## Work required
Print the data exactly, leaving nothing out.

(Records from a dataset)
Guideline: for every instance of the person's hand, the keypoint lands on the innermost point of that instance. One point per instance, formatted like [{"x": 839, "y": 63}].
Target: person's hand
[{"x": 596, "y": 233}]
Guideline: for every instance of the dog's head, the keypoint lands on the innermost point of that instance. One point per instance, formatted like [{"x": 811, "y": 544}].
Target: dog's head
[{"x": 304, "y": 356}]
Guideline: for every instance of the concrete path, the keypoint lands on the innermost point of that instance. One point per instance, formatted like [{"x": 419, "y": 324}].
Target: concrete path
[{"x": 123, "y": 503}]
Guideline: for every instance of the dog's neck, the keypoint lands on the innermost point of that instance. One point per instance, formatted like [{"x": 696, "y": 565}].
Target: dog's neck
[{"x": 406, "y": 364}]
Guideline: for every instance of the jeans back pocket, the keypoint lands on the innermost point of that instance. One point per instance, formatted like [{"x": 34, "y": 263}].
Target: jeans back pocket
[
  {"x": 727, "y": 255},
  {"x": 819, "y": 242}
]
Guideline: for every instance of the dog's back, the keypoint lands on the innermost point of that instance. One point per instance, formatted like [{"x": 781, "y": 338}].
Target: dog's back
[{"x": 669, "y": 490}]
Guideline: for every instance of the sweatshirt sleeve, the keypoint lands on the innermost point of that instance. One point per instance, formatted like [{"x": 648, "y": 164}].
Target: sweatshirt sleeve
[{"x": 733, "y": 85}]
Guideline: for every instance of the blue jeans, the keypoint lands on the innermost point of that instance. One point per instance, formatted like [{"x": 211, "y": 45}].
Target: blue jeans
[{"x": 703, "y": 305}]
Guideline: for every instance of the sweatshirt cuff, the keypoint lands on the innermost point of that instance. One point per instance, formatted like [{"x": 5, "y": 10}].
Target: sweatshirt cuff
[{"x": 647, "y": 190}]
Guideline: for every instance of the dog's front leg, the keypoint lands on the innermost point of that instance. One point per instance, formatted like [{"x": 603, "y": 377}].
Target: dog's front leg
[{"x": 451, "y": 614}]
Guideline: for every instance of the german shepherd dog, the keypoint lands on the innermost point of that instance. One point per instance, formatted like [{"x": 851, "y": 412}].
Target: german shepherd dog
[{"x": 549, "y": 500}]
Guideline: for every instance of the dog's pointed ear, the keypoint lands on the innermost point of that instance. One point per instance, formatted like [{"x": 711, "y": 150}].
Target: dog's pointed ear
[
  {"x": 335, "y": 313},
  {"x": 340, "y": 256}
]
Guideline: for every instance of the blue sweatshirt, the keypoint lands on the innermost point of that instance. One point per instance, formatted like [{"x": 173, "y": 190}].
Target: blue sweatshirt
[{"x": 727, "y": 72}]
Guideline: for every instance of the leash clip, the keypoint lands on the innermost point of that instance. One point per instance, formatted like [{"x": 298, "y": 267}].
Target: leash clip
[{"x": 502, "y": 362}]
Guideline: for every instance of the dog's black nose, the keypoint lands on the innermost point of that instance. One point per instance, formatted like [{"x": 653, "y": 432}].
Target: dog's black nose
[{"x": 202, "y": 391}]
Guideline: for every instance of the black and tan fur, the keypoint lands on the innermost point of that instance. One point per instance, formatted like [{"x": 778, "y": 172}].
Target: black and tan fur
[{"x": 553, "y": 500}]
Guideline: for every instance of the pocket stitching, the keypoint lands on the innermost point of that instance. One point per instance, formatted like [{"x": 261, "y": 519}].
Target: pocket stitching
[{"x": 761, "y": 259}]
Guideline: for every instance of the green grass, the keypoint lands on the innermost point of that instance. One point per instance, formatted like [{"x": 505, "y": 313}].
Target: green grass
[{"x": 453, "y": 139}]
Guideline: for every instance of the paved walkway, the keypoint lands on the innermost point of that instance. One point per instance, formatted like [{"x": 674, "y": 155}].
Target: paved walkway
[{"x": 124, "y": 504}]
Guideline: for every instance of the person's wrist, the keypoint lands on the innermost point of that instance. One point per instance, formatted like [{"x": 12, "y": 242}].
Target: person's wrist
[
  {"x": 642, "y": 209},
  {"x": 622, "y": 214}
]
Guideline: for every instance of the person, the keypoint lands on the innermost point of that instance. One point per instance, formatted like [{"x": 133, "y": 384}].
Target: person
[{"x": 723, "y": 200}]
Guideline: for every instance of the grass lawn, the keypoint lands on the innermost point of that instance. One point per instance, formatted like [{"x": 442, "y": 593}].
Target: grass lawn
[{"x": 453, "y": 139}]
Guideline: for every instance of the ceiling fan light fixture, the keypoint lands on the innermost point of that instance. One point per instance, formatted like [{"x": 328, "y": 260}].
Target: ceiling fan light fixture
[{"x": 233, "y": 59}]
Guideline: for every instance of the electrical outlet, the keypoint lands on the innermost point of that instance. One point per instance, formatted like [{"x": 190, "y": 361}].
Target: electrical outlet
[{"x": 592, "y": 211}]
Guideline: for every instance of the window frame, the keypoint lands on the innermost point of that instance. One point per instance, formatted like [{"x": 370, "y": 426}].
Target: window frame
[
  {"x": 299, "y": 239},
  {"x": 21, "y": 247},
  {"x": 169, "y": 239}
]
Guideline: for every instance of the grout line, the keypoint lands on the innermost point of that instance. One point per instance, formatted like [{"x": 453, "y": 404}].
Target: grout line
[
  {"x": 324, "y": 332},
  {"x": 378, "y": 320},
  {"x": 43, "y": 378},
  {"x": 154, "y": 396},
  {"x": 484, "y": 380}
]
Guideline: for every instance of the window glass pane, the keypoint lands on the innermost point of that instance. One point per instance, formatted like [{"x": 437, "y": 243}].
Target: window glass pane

## Response to the exercise
Guideline: for every instance of the person's hand, the keypoint lands on the innermost point of that instance. One point per instance, formatted like [{"x": 839, "y": 63}].
Target: person's hand
[{"x": 596, "y": 233}]
Guideline: for every instance of the dog's head, the keypoint lands on the innermost point of that instance. One point per instance, formatted like [{"x": 811, "y": 544}].
Target: dog's head
[{"x": 304, "y": 356}]
Guideline: for every instance of the concrete path, the keypoint lands on the innermost point of that instance. One point per instance, formatted like [{"x": 419, "y": 324}].
Target: concrete path
[{"x": 123, "y": 503}]
Guideline: for every instance of the dog's neck, the keypoint lands on the innermost point of that instance. One point per instance, formatted like [{"x": 696, "y": 565}].
Target: dog's neck
[{"x": 406, "y": 364}]
Guideline: for every instance of the jeans back pocket, the keypoint lands on the innermost point of that instance. One point per instance, formatted like [{"x": 34, "y": 263}].
Target: jeans back pocket
[
  {"x": 727, "y": 255},
  {"x": 819, "y": 242}
]
Guideline: for every instance of the dog's back, the keypoint lands on the innermost point of that instance. One point per instance, formatted like [{"x": 781, "y": 338}].
Target: dog's back
[{"x": 669, "y": 490}]
Guideline: for every instance of the sweatshirt sleeve, the keypoint lands on the innermost point of that instance. One point per instance, formatted like [{"x": 648, "y": 164}].
Target: sweatshirt sleeve
[{"x": 733, "y": 85}]
Guideline: for every instance of the blue jeans, the keypoint lands on the innermost point of that instance. One point per instance, formatted like [{"x": 211, "y": 45}].
Target: blue jeans
[{"x": 703, "y": 305}]
Guideline: for every instance of the sweatshirt cuff, the keypoint lands on the innermost point of that instance. One point per instance, formatted like [{"x": 5, "y": 10}].
Target: sweatshirt cuff
[{"x": 647, "y": 190}]
Guideline: for every instance of the dog's front leg, the keypoint lands on the innermost point of that instance. One point per instance, formatted like [{"x": 603, "y": 377}].
Target: dog's front leg
[{"x": 451, "y": 614}]
Guideline: for every instance of the german shepherd dog, the keypoint lands on the innermost point of that instance. One point per instance, formatted like [{"x": 851, "y": 412}].
Target: german shepherd dog
[{"x": 549, "y": 500}]
Guideline: for every instance of the dog's pointed ear, the keypoint lands on the innermost point of that instance. One point per instance, formatted like [{"x": 711, "y": 150}].
Target: dog's pointed ear
[
  {"x": 335, "y": 313},
  {"x": 340, "y": 256}
]
Guideline: for every instance of the blue sweatshirt, the keypoint lands on the innermost point of that instance. One point per instance, formatted like [{"x": 173, "y": 190}].
Target: blue sweatshirt
[{"x": 727, "y": 72}]
Guideline: for every instance of the leash clip, the keypoint lands on the innermost point of that instance. One point per instance, formatted like [{"x": 298, "y": 267}].
Target: leash clip
[{"x": 502, "y": 362}]
Guideline: for every instance of the dog's black nose, the keypoint lands on the innermost point of that instance. One point per instance, formatted like [{"x": 653, "y": 432}].
Target: dog's black nose
[{"x": 202, "y": 391}]
Guideline: for every instance of the black and tan fur, the keypoint lands on the innermost point of that instance. One point per instance, formatted like [{"x": 778, "y": 172}].
Target: black and tan fur
[{"x": 553, "y": 500}]
Guideline: for every instance of the pocket stitching, the keypoint lands on the innermost point of that instance. One point per instance, formatted like [{"x": 261, "y": 519}].
Target: pocket stitching
[{"x": 761, "y": 259}]
Guideline: for every instance of the green grass, the keypoint lands on the innermost point of that instance. One point per instance, formatted like [{"x": 505, "y": 313}].
Target: green grass
[{"x": 453, "y": 139}]
Guideline: for every instance of the paved walkway, the keypoint lands on the innermost point of that instance. One point per instance, formatted like [{"x": 674, "y": 155}].
Target: paved walkway
[{"x": 124, "y": 504}]
Guideline: for every instance of the person's wrist, the keypoint lands on the innermost point of that instance. One point per instance, formatted like [{"x": 12, "y": 242}].
Target: person's wrist
[
  {"x": 642, "y": 209},
  {"x": 622, "y": 214}
]
Guideline: for every instance of the person, the keypoint lands on the innermost point of that instance. One point per instance, formatted like [{"x": 133, "y": 384}].
Target: person
[{"x": 723, "y": 200}]
Guideline: for every instance of the grass lawn, the keypoint lands on the innermost point of that instance. One point per instance, formatted like [{"x": 442, "y": 593}].
Target: grass lawn
[{"x": 453, "y": 139}]
Guideline: for every instance of the ceiling fan light fixture, the keypoint lands on the innermost point of that instance. One point per instance, formatted like [{"x": 328, "y": 260}].
Target: ceiling fan light fixture
[{"x": 233, "y": 59}]
Guideline: for every instance of the electrical outlet, the keypoint lands on the innermost point of that instance. One point per instance, formatted like [{"x": 190, "y": 361}].
Target: electrical outlet
[{"x": 592, "y": 211}]
Guideline: for every instance of the window frame, the keypoint lands on the innermost point of that instance. One point per instance, formatted like [{"x": 370, "y": 426}].
Target: window frame
[
  {"x": 299, "y": 239},
  {"x": 21, "y": 247},
  {"x": 169, "y": 239}
]
Guideline: for every instance of the grout line, the keypoint lands on the innermost point of that instance. One point per instance, formatted like [{"x": 453, "y": 404}].
Target: grout line
[
  {"x": 324, "y": 332},
  {"x": 378, "y": 320},
  {"x": 43, "y": 378},
  {"x": 154, "y": 396},
  {"x": 484, "y": 380}
]
Guideline: for every instance of the window glass pane, the keypoint lands on the innermost point of that instance. One point per instance, formatted like [{"x": 437, "y": 243}].
Target: window glass pane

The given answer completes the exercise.